## WHAT YOU HAVE TO DO
Which lines in the data below contain the word "rough"? Return each of them.

## SOURCE INFORMATION
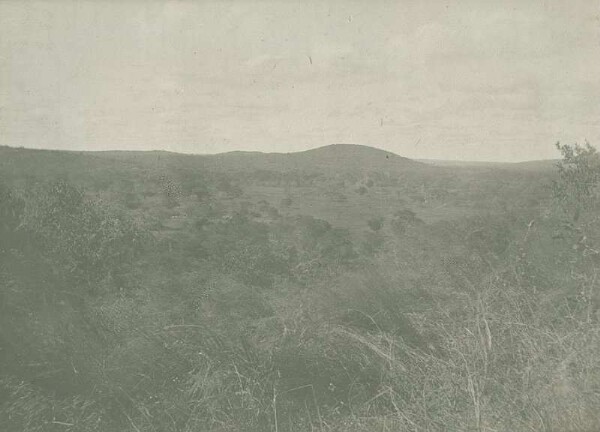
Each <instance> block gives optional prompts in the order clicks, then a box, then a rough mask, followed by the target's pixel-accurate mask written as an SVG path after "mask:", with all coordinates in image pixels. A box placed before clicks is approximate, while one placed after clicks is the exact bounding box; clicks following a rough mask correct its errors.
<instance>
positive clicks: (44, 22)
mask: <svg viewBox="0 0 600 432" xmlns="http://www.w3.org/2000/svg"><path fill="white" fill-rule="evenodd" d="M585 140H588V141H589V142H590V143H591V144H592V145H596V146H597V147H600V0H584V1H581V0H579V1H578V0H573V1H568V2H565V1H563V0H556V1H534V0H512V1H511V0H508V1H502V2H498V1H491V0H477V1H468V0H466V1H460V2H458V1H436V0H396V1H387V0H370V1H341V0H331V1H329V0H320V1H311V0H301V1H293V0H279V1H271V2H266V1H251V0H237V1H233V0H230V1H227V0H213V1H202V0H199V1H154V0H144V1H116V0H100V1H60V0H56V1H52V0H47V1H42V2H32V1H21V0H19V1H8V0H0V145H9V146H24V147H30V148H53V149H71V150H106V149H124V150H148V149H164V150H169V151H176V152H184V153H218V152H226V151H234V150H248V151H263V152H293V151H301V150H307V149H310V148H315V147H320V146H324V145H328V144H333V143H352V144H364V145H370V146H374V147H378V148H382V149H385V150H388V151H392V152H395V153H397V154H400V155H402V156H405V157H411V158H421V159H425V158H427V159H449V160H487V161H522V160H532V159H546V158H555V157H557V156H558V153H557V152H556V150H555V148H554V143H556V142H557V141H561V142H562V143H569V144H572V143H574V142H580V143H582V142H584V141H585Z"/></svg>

---

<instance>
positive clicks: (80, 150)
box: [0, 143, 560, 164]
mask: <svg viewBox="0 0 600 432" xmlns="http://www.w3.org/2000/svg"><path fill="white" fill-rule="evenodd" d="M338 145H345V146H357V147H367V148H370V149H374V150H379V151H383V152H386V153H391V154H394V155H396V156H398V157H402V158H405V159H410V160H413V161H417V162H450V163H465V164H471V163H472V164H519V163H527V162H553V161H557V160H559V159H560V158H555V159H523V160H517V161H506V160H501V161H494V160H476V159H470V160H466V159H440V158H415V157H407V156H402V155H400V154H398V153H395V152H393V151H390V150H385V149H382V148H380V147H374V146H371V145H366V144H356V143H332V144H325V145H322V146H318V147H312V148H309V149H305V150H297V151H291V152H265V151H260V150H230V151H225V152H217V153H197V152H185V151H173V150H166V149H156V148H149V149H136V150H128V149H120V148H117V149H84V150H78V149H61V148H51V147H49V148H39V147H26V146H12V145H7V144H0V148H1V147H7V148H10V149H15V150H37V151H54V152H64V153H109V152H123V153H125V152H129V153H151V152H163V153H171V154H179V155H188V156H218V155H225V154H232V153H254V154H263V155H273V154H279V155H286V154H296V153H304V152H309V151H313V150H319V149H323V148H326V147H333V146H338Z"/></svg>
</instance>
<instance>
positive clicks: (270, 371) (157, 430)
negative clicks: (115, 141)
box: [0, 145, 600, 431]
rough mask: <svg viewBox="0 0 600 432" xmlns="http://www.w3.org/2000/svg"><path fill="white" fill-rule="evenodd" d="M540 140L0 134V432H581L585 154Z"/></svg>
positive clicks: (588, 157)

## WORKED SOLUTION
Each <instance> block gives optional prompts in the order clicks, then a box, then a rough mask, followed by the target's pixel-accurate mask written as an SVG path after "mask:", with all coordinates in image pixels. A box placed before clicks is approximate, while one placed after clicks is the exact bounding box; clicks following a rough mask correct its errors.
rough mask: <svg viewBox="0 0 600 432" xmlns="http://www.w3.org/2000/svg"><path fill="white" fill-rule="evenodd" d="M540 140L0 134V432H581L585 154Z"/></svg>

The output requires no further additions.